*** MATERIAL SUPPLIED Section Begins ***

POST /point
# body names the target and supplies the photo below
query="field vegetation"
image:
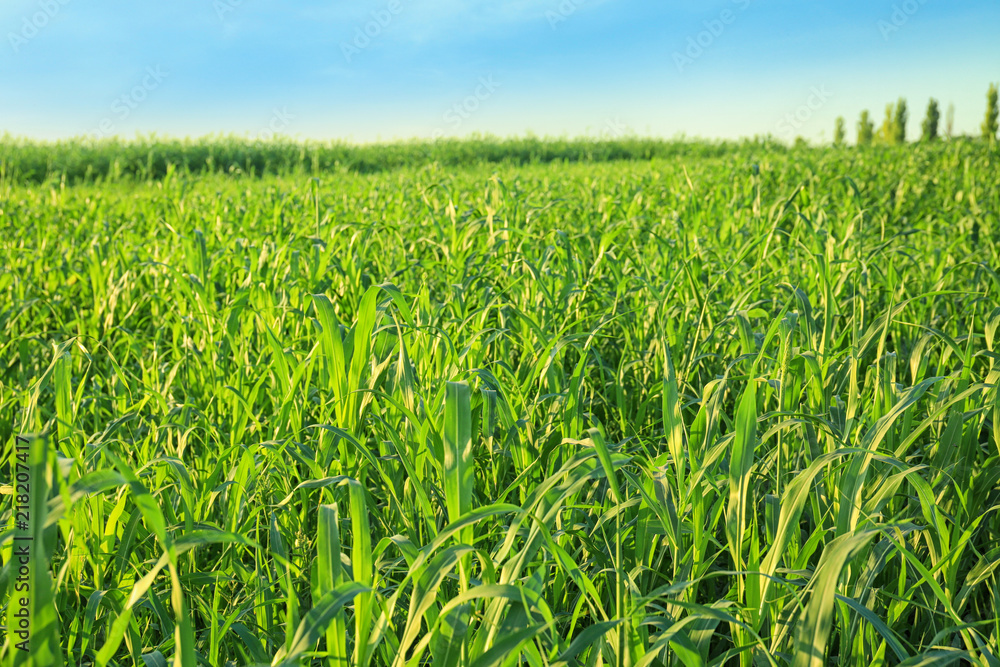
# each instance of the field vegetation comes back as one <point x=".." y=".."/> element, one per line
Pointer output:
<point x="504" y="404"/>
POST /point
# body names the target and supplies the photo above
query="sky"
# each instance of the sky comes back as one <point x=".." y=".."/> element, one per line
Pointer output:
<point x="385" y="70"/>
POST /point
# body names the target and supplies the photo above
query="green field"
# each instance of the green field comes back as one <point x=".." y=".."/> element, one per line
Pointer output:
<point x="707" y="405"/>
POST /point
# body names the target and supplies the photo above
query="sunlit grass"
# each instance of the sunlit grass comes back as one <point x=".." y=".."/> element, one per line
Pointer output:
<point x="734" y="408"/>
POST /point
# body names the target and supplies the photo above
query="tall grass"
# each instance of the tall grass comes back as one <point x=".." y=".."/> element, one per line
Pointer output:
<point x="725" y="409"/>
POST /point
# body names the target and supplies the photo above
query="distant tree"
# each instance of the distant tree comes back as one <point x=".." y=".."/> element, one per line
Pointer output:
<point x="992" y="112"/>
<point x="899" y="122"/>
<point x="866" y="129"/>
<point x="885" y="132"/>
<point x="931" y="121"/>
<point x="839" y="132"/>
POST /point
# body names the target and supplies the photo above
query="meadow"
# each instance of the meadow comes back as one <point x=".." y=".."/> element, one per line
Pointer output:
<point x="657" y="404"/>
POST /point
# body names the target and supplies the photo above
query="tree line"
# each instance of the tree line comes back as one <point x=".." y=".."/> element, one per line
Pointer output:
<point x="893" y="128"/>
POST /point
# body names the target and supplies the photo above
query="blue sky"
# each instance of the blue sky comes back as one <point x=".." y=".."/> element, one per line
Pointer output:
<point x="389" y="69"/>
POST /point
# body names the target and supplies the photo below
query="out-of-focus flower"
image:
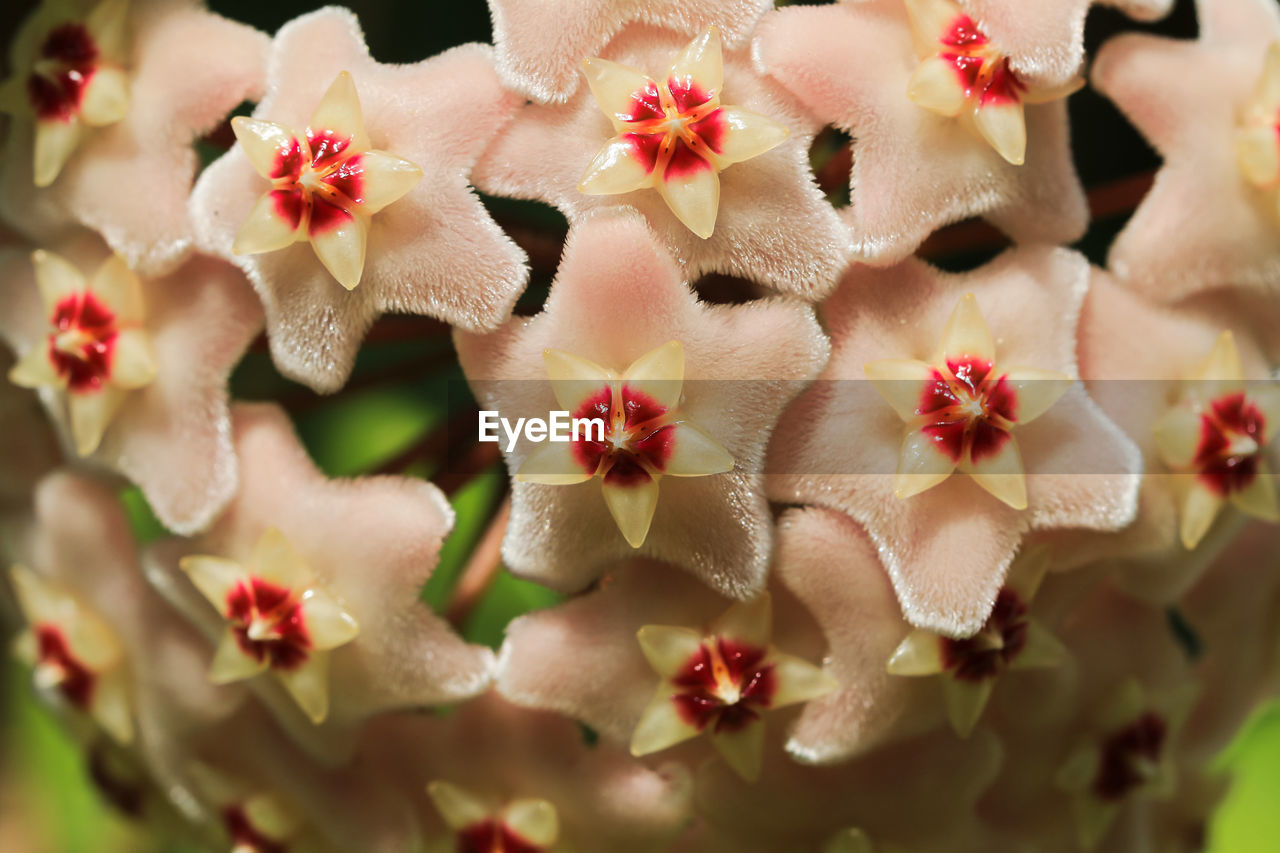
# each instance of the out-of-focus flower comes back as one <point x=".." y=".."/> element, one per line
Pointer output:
<point x="135" y="369"/>
<point x="915" y="169"/>
<point x="434" y="251"/>
<point x="108" y="100"/>
<point x="947" y="548"/>
<point x="771" y="222"/>
<point x="545" y="68"/>
<point x="1223" y="80"/>
<point x="368" y="544"/>
<point x="617" y="297"/>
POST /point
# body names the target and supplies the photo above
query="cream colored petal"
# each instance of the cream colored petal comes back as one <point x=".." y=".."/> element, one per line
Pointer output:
<point x="36" y="369"/>
<point x="55" y="144"/>
<point x="231" y="664"/>
<point x="574" y="378"/>
<point x="106" y="97"/>
<point x="900" y="382"/>
<point x="695" y="454"/>
<point x="133" y="363"/>
<point x="936" y="86"/>
<point x="743" y="749"/>
<point x="1001" y="474"/>
<point x="120" y="288"/>
<point x="277" y="561"/>
<point x="965" y="334"/>
<point x="965" y="702"/>
<point x="553" y="464"/>
<point x="618" y="167"/>
<point x="1037" y="391"/>
<point x="746" y="621"/>
<point x="1004" y="127"/>
<point x="328" y="624"/>
<point x="264" y="142"/>
<point x="56" y="278"/>
<point x="342" y="250"/>
<point x="1042" y="649"/>
<point x="309" y="685"/>
<point x="265" y="229"/>
<point x="920" y="465"/>
<point x="700" y="64"/>
<point x="748" y="135"/>
<point x="661" y="725"/>
<point x="615" y="86"/>
<point x="1200" y="507"/>
<point x="1176" y="434"/>
<point x="91" y="414"/>
<point x="110" y="706"/>
<point x="658" y="373"/>
<point x="694" y="197"/>
<point x="631" y="507"/>
<point x="920" y="653"/>
<point x="1258" y="498"/>
<point x="214" y="576"/>
<point x="799" y="680"/>
<point x="534" y="820"/>
<point x="339" y="112"/>
<point x="385" y="179"/>
<point x="457" y="806"/>
<point x="667" y="647"/>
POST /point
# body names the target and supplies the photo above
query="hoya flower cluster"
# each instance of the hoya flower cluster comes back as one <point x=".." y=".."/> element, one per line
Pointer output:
<point x="867" y="556"/>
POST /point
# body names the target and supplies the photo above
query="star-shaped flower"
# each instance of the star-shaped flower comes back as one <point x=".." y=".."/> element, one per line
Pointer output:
<point x="1211" y="217"/>
<point x="1010" y="639"/>
<point x="771" y="222"/>
<point x="135" y="368"/>
<point x="673" y="135"/>
<point x="947" y="548"/>
<point x="617" y="300"/>
<point x="963" y="407"/>
<point x="643" y="434"/>
<point x="319" y="580"/>
<point x="545" y="68"/>
<point x="915" y="169"/>
<point x="429" y="249"/>
<point x="1220" y="433"/>
<point x="108" y="99"/>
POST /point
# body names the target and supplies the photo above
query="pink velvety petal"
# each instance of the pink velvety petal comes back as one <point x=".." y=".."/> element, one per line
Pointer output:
<point x="604" y="799"/>
<point x="544" y="63"/>
<point x="832" y="568"/>
<point x="371" y="543"/>
<point x="1173" y="247"/>
<point x="129" y="181"/>
<point x="947" y="548"/>
<point x="913" y="169"/>
<point x="773" y="226"/>
<point x="1045" y="39"/>
<point x="173" y="436"/>
<point x="617" y="297"/>
<point x="434" y="251"/>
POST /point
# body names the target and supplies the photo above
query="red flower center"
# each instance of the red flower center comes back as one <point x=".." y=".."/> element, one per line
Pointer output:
<point x="82" y="342"/>
<point x="968" y="411"/>
<point x="493" y="836"/>
<point x="67" y="59"/>
<point x="990" y="651"/>
<point x="1230" y="445"/>
<point x="1129" y="757"/>
<point x="725" y="684"/>
<point x="319" y="182"/>
<point x="639" y="436"/>
<point x="74" y="680"/>
<point x="268" y="623"/>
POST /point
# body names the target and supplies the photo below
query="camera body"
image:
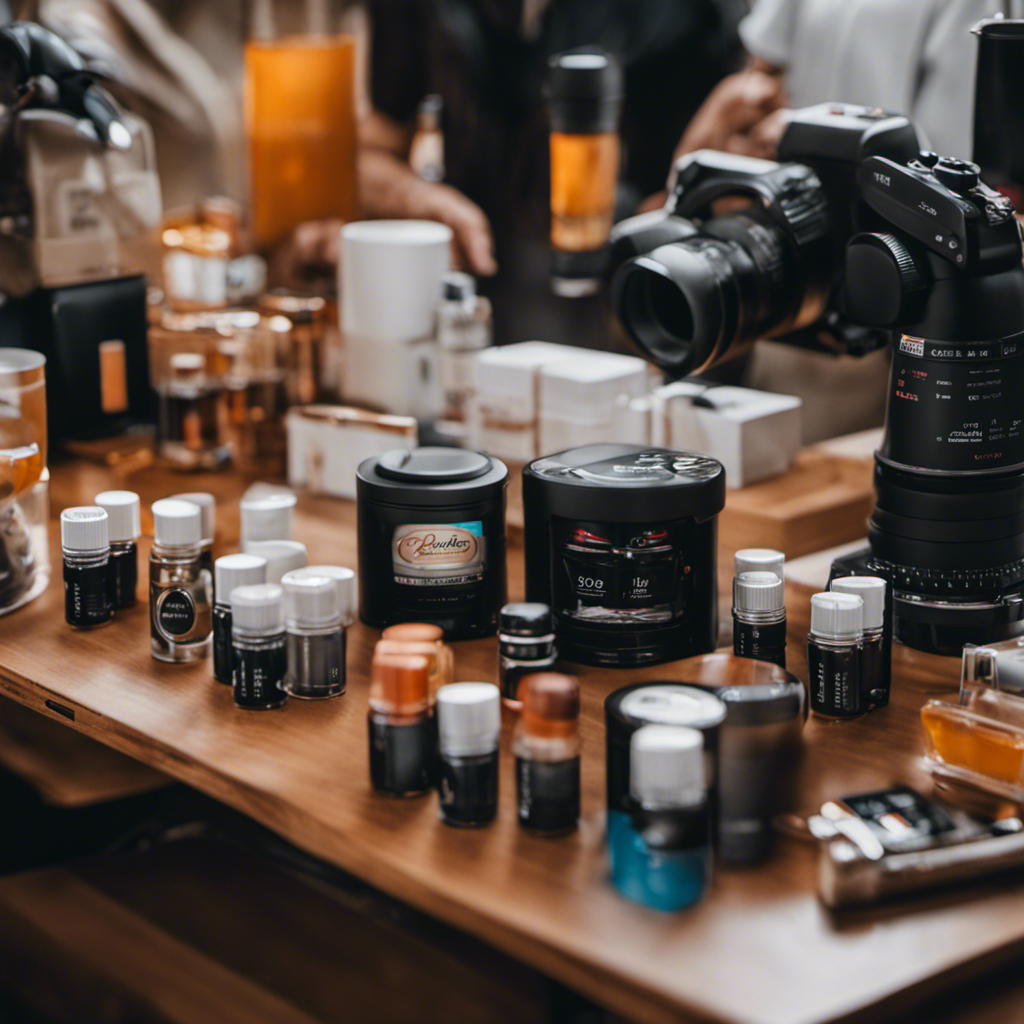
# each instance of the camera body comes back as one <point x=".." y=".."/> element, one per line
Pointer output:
<point x="856" y="239"/>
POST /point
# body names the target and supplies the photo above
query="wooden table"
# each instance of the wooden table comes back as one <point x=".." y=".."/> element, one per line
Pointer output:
<point x="761" y="949"/>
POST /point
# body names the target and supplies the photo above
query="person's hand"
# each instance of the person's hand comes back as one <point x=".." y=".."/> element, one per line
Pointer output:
<point x="473" y="245"/>
<point x="307" y="258"/>
<point x="730" y="118"/>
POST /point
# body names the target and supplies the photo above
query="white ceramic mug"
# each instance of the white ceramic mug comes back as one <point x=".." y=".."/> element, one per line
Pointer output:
<point x="390" y="276"/>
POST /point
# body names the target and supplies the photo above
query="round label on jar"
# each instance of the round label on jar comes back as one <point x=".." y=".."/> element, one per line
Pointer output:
<point x="442" y="554"/>
<point x="176" y="613"/>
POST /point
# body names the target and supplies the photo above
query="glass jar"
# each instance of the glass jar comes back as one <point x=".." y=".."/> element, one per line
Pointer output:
<point x="300" y="97"/>
<point x="25" y="480"/>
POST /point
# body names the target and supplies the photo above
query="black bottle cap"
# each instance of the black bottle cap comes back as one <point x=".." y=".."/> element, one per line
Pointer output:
<point x="432" y="476"/>
<point x="585" y="91"/>
<point x="526" y="619"/>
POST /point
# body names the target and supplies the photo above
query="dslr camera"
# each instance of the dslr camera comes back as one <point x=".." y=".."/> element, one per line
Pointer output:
<point x="854" y="240"/>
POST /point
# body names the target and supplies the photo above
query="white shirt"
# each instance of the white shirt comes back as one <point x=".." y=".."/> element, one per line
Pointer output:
<point x="909" y="56"/>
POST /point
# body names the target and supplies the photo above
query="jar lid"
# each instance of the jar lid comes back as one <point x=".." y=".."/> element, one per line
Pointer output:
<point x="628" y="483"/>
<point x="431" y="476"/>
<point x="662" y="704"/>
<point x="176" y="523"/>
<point x="667" y="766"/>
<point x="122" y="508"/>
<point x="525" y="619"/>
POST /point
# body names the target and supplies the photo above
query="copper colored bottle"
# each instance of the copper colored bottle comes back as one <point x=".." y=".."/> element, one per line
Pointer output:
<point x="402" y="727"/>
<point x="547" y="754"/>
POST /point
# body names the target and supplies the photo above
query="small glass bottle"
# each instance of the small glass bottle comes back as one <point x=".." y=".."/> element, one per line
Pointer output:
<point x="671" y="822"/>
<point x="259" y="652"/>
<point x="84" y="540"/>
<point x="585" y="96"/>
<point x="229" y="572"/>
<point x="208" y="522"/>
<point x="877" y="654"/>
<point x="419" y="638"/>
<point x="180" y="590"/>
<point x="267" y="517"/>
<point x="547" y="754"/>
<point x="188" y="432"/>
<point x="426" y="152"/>
<point x="834" y="654"/>
<point x="464" y="329"/>
<point x="469" y="726"/>
<point x="315" y="637"/>
<point x="759" y="560"/>
<point x="401" y="725"/>
<point x="122" y="508"/>
<point x="759" y="617"/>
<point x="525" y="646"/>
<point x="281" y="556"/>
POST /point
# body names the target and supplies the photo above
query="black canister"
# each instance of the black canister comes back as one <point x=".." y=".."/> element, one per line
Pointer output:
<point x="431" y="531"/>
<point x="621" y="543"/>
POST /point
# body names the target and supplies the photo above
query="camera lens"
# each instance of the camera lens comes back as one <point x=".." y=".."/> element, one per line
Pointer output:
<point x="691" y="303"/>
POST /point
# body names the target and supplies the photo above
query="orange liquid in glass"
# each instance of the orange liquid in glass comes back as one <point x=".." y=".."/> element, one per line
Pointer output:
<point x="584" y="171"/>
<point x="300" y="120"/>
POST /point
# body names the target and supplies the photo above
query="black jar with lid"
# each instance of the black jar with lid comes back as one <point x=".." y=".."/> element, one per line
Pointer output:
<point x="431" y="532"/>
<point x="621" y="543"/>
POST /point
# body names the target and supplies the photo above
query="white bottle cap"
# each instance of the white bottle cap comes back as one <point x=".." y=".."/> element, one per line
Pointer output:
<point x="345" y="581"/>
<point x="208" y="509"/>
<point x="871" y="590"/>
<point x="837" y="616"/>
<point x="266" y="518"/>
<point x="282" y="557"/>
<point x="760" y="560"/>
<point x="667" y="766"/>
<point x="84" y="528"/>
<point x="310" y="601"/>
<point x="258" y="608"/>
<point x="176" y="524"/>
<point x="469" y="719"/>
<point x="231" y="571"/>
<point x="122" y="508"/>
<point x="758" y="592"/>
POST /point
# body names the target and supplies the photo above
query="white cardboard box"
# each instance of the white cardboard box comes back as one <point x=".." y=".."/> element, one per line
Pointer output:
<point x="755" y="434"/>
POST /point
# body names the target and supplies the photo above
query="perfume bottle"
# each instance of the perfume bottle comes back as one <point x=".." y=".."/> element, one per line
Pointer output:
<point x="464" y="329"/>
<point x="469" y="726"/>
<point x="259" y="653"/>
<point x="671" y="822"/>
<point x="86" y="547"/>
<point x="188" y="402"/>
<point x="122" y="509"/>
<point x="426" y="153"/>
<point x="180" y="590"/>
<point x="401" y="725"/>
<point x="834" y="654"/>
<point x="547" y="754"/>
<point x="525" y="646"/>
<point x="759" y="617"/>
<point x="230" y="571"/>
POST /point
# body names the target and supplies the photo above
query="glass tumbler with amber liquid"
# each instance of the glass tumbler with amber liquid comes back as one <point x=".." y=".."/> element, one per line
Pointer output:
<point x="25" y="563"/>
<point x="300" y="98"/>
<point x="585" y="96"/>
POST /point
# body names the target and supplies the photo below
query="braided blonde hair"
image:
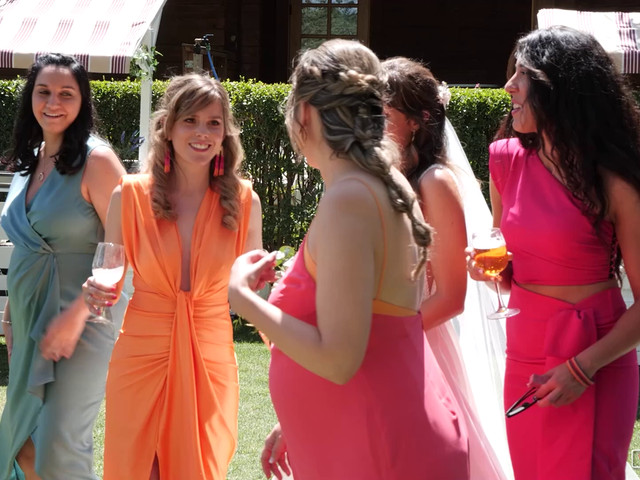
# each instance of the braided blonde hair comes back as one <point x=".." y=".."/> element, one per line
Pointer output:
<point x="184" y="96"/>
<point x="345" y="82"/>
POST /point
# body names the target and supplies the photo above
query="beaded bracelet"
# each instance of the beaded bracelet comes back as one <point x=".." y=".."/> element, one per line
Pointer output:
<point x="576" y="371"/>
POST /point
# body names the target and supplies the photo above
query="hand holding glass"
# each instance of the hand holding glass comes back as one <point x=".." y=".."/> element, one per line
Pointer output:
<point x="492" y="257"/>
<point x="107" y="268"/>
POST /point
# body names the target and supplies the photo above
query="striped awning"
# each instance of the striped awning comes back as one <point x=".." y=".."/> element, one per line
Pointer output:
<point x="102" y="34"/>
<point x="617" y="32"/>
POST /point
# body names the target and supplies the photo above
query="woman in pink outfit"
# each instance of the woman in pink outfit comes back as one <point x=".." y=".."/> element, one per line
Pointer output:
<point x="565" y="190"/>
<point x="356" y="388"/>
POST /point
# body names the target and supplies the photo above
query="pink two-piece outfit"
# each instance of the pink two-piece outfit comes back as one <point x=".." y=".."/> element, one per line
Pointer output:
<point x="395" y="419"/>
<point x="554" y="243"/>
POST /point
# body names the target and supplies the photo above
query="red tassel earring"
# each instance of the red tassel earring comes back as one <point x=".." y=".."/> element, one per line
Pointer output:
<point x="218" y="164"/>
<point x="167" y="161"/>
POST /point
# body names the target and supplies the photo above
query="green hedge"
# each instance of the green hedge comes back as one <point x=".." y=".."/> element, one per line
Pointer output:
<point x="288" y="188"/>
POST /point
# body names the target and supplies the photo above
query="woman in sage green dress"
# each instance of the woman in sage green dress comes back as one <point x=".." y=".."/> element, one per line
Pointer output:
<point x="54" y="217"/>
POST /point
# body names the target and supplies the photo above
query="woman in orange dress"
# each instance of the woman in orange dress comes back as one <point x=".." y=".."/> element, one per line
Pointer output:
<point x="172" y="388"/>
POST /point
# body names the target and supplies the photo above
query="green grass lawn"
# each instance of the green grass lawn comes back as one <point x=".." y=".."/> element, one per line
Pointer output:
<point x="256" y="412"/>
<point x="256" y="416"/>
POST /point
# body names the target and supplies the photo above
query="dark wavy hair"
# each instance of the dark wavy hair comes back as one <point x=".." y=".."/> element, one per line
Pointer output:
<point x="27" y="133"/>
<point x="413" y="90"/>
<point x="584" y="108"/>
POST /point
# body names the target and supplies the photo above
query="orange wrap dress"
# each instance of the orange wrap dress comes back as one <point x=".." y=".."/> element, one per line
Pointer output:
<point x="172" y="386"/>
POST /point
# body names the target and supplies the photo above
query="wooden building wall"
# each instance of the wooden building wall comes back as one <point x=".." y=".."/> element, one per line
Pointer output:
<point x="462" y="41"/>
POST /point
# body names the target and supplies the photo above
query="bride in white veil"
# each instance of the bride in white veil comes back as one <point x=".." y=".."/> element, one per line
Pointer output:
<point x="477" y="344"/>
<point x="470" y="349"/>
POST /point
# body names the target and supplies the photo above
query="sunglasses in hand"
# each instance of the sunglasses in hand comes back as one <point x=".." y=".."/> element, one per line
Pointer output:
<point x="524" y="402"/>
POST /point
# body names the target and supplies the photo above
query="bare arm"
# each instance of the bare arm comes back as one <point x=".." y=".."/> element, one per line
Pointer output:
<point x="101" y="174"/>
<point x="561" y="387"/>
<point x="7" y="330"/>
<point x="496" y="203"/>
<point x="96" y="295"/>
<point x="625" y="335"/>
<point x="341" y="242"/>
<point x="254" y="235"/>
<point x="442" y="209"/>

*** MATERIAL SUPPLIED Section Ends ***

## [INSTRUCTIONS FOR THE TASK]
Would you copy every line of the entries in which "hedge" appears?

## [TASK RESPONSE]
query="green hedge"
# each instance of the green hedge comes back as one <point x=".." y=".."/> element, one per line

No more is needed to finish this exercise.